Source document »

☆ ☆ ☆ ☆ ☆ ☆ ☆

TJ Johnston, who works as an editor at San Francisco street paper Street Sheet, writes about his experience of being homeless and losing any discernible form of identification, making life even more difficult than it already is.
In 2019, when I was homeless, I lost my ID. I retraced my steps to the stores where I knew I had taken it out when I fished for store cards and cash in my pouch. No luck—it wasn’t at any of them.
That meant I had to undergo the rigmarole of replacing my ID. At least I still had my Social Security card, knew where I kept my birth certificate and had access to the paperwork waiving the fee to unhoused California residents—which is not always true for many people experiencing homelessness.
It was only a matter of bringing them to the Department of Motor Vehicles, taking the requisite photo and waiting for the DMV to mail it to the office where I write for Street Sheet. The replacement was the then-new Real ID I would need if I were to board an airplane for a domestic flight or enter any federal government facility. It was also renewed for another five years, so I needn’t bother returning to the DMV—at least for the time being.
Without an ID issued by a local, state or federal agency, unhoused people can’t access public benefits or other services. When a person loses their ID with no replacement, they are virtually disappeared from society.
It’s as if they don’t exist.
The New York University School of the Law’s Brennan Center found in a 2006 study that 11 per cent of the US population lack a state-issued ID. That works out to approximately 21 million people unable to prove who they say they are.
The Brennan Center also concluded that 7 per cent of US citizens carry no proof of citizenship, including birth certificates, passports or naturalization papers.

☆ ☆ ☆ ☆ ☆ ☆ ☆

Information provided »
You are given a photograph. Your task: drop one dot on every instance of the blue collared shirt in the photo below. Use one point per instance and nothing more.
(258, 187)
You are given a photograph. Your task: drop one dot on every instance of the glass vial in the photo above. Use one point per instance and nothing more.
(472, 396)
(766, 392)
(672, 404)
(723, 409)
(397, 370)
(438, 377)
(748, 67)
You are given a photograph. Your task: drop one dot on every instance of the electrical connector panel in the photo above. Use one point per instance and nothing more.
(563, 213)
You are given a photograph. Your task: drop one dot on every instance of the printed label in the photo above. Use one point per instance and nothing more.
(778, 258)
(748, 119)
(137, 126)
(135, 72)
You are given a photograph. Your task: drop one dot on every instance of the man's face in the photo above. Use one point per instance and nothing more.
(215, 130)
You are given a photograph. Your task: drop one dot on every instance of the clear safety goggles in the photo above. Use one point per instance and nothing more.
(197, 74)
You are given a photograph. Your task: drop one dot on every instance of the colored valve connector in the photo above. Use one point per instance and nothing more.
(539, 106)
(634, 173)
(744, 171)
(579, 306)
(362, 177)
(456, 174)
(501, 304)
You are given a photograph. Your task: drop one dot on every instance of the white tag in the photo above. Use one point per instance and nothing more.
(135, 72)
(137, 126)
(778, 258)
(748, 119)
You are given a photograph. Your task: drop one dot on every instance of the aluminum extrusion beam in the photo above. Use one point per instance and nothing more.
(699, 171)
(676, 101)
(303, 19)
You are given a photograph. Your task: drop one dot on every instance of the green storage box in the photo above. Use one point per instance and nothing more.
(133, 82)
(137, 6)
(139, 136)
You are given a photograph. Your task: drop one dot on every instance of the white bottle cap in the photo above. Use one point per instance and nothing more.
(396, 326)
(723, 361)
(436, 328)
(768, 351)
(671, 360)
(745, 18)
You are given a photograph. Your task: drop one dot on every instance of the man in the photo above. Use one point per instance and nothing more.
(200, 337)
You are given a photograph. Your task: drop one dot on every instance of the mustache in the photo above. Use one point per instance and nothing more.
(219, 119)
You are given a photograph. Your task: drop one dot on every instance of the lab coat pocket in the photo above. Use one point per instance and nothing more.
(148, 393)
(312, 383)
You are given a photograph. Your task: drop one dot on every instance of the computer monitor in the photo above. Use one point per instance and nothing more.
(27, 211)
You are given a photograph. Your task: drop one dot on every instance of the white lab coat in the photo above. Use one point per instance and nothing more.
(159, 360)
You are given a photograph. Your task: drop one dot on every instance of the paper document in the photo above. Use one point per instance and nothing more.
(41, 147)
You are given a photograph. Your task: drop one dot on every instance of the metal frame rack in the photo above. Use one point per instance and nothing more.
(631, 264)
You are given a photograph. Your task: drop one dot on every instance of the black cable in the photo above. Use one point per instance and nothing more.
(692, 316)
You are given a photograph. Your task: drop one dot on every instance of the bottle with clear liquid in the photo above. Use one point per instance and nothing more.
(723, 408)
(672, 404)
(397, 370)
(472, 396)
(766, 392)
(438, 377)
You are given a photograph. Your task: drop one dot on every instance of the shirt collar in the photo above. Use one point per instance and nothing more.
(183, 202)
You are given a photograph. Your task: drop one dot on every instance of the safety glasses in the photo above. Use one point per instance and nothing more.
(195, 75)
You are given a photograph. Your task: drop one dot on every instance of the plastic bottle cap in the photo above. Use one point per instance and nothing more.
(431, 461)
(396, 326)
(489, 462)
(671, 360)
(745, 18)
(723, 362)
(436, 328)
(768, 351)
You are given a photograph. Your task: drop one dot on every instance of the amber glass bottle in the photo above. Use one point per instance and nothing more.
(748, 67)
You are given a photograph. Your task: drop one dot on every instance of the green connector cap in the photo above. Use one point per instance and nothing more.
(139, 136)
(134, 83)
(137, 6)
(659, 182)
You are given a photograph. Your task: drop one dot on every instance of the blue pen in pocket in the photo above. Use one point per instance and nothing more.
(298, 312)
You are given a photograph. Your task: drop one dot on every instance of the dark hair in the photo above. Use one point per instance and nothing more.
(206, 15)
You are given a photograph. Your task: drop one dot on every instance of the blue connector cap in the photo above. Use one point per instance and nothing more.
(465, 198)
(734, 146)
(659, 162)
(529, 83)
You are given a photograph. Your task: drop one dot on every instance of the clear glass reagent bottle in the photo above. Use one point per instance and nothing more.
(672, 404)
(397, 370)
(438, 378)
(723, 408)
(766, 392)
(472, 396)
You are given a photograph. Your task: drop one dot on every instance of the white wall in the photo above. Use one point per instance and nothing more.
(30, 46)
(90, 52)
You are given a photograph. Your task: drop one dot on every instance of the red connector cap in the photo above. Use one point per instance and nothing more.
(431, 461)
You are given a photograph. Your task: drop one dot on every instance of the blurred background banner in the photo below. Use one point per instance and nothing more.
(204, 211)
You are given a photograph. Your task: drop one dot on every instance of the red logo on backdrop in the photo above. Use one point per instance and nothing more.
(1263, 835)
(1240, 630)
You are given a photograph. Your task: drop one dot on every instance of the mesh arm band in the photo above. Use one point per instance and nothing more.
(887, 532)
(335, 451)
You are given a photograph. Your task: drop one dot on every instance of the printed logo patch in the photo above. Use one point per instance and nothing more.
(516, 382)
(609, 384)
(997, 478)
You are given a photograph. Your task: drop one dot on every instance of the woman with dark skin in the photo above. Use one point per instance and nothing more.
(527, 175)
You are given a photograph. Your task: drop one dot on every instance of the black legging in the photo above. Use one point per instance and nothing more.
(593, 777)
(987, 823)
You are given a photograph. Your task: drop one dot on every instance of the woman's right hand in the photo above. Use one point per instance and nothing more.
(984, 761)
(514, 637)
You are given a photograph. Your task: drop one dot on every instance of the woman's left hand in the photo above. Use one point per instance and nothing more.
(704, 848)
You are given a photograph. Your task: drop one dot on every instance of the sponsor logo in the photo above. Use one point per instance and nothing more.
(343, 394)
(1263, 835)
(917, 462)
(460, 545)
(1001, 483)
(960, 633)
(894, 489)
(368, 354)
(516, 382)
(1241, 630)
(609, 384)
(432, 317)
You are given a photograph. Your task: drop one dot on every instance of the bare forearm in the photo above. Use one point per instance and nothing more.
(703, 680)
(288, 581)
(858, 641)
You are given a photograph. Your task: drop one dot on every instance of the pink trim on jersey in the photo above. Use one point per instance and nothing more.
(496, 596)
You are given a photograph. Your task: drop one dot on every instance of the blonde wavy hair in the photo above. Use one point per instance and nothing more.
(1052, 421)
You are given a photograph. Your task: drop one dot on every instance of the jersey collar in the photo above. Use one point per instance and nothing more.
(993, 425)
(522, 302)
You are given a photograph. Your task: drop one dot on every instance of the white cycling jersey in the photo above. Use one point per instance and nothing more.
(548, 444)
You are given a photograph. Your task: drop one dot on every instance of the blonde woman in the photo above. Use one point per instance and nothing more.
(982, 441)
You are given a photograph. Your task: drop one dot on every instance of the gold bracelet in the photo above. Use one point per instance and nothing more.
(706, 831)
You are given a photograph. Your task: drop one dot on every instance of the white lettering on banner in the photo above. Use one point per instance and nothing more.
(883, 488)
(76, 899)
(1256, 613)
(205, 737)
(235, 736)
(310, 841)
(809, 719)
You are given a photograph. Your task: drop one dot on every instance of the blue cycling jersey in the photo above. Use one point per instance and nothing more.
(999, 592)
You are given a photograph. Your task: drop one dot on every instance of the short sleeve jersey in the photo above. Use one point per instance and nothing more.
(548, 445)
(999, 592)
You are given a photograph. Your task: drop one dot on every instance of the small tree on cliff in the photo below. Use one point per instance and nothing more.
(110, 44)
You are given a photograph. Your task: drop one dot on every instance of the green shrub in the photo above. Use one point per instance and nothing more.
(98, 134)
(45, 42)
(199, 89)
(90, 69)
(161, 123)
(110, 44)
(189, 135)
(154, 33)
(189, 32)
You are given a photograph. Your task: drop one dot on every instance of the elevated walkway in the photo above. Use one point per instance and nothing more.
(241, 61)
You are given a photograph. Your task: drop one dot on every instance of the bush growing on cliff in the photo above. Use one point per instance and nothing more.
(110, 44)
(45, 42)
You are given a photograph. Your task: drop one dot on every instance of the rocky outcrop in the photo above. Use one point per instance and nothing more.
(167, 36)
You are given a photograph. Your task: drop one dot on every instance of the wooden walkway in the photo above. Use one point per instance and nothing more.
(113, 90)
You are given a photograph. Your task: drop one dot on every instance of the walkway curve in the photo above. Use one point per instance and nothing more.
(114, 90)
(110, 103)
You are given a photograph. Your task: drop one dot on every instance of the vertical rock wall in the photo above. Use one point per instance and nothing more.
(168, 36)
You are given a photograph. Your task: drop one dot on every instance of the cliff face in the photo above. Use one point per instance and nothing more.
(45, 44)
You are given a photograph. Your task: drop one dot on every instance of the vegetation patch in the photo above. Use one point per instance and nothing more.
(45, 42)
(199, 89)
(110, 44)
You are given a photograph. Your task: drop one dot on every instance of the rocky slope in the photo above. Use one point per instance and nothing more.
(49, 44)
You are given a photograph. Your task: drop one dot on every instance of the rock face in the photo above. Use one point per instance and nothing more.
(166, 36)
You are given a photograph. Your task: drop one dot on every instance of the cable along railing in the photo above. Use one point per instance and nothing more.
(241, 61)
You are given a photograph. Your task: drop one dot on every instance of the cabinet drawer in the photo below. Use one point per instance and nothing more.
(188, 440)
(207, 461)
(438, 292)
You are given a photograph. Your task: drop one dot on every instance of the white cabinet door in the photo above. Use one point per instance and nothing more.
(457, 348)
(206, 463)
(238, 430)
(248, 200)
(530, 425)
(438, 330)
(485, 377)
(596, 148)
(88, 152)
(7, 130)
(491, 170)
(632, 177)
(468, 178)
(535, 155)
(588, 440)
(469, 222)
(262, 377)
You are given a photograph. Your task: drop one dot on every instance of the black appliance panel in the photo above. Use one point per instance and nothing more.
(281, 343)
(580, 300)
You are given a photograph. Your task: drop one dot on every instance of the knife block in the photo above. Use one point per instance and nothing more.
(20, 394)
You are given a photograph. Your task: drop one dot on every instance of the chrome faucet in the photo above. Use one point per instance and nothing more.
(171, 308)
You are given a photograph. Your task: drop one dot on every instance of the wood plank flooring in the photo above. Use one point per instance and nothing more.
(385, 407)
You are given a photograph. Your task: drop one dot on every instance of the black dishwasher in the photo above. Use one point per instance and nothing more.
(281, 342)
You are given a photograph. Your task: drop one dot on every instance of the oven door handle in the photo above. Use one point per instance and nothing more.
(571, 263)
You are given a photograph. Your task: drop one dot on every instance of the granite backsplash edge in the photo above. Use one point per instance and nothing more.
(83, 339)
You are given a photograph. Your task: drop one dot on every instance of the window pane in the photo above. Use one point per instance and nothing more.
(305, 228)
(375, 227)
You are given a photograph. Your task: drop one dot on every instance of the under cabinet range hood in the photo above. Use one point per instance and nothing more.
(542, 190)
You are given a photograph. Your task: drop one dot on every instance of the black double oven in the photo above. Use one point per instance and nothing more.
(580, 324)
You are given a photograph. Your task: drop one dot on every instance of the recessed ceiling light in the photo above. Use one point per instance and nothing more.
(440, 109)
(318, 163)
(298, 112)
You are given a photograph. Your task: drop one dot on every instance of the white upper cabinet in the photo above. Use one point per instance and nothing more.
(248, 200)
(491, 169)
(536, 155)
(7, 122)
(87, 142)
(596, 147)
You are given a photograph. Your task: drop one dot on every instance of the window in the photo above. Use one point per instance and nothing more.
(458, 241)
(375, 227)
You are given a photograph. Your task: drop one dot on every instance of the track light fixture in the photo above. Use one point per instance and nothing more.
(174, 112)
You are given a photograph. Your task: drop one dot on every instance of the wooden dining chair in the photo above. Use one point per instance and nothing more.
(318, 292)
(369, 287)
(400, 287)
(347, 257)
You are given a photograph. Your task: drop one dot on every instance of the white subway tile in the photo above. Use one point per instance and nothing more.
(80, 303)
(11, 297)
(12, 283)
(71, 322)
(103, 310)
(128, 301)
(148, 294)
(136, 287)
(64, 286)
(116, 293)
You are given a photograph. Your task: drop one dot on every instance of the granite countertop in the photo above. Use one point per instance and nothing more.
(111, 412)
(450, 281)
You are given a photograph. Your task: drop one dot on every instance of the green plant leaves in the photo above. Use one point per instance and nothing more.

☆ ☆ ☆ ☆ ☆ ☆ ☆

Questions on the material »
a - In one to three sentences, explain why the article says a person who loses their ID with no replacement is virtually disappeared from society.
b - Output the part of the article that begins at the words "Without an ID" and stops after "disappeared from society.".
c - According to the article, what share of the US population lacks a state-issued ID, as found in the Brennan Center's 2006 study?
The records are separate material, unrelated to the article.

Answers by task »
a - Without an ID issued by a local, state or federal agency, unhoused people cannot access public benefits or other services. Losing an ID with no replacement therefore cuts a person off so completely that it is as if they do not exist.

b -
Without an ID issued by a local, state or federal agency, unhoused people can’t access public benefits or other services. When a person loses their ID with no replacement, they are virtually disappeared from society.

c - 11 per cent, or approximately 21 million people.